→ Assignment:
Report each line of the entries below that contains the string "positive". The match is case-sensitive.

(Stored data entries)

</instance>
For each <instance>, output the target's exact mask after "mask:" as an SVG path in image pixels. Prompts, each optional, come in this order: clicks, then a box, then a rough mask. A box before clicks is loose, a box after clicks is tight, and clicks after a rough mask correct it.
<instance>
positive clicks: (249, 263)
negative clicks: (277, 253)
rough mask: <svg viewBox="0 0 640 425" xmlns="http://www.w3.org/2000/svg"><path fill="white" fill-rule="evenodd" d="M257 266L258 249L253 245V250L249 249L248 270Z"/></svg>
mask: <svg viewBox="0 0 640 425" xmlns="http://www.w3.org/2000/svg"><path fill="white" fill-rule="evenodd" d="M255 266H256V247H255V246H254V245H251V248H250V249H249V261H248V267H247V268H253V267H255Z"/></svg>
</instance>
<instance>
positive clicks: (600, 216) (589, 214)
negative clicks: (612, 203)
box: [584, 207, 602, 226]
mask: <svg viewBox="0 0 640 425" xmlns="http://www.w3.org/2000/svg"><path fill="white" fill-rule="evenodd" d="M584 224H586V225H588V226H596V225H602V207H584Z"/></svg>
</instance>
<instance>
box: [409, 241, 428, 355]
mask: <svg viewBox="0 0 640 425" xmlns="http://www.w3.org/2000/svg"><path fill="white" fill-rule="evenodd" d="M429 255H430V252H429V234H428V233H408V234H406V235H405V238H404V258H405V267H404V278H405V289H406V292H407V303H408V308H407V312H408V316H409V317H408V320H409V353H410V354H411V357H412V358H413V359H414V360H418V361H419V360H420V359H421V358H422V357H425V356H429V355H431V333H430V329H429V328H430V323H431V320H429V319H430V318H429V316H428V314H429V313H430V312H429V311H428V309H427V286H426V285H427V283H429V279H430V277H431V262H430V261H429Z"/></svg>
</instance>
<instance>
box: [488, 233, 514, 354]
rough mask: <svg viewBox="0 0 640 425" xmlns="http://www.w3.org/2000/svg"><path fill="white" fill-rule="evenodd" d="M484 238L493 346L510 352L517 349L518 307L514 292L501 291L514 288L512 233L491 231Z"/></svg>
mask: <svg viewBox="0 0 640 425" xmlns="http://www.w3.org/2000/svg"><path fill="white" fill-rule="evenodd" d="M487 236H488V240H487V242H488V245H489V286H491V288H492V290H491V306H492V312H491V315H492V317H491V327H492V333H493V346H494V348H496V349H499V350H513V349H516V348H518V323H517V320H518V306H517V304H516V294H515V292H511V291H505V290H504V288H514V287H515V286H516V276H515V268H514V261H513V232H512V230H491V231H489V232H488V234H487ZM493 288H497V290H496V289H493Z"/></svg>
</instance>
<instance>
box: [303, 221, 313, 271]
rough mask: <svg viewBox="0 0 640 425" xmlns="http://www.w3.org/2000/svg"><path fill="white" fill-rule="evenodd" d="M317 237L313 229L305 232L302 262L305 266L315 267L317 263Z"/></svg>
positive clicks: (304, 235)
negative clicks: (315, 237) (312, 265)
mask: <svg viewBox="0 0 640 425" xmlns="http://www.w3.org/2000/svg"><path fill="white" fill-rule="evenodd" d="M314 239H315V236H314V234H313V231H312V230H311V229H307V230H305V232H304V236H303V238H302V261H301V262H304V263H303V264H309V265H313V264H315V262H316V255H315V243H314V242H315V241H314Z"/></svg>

→ Problem solution:
positive clicks: (249, 263)
positive clicks: (600, 216) (589, 214)
positive clicks: (304, 235)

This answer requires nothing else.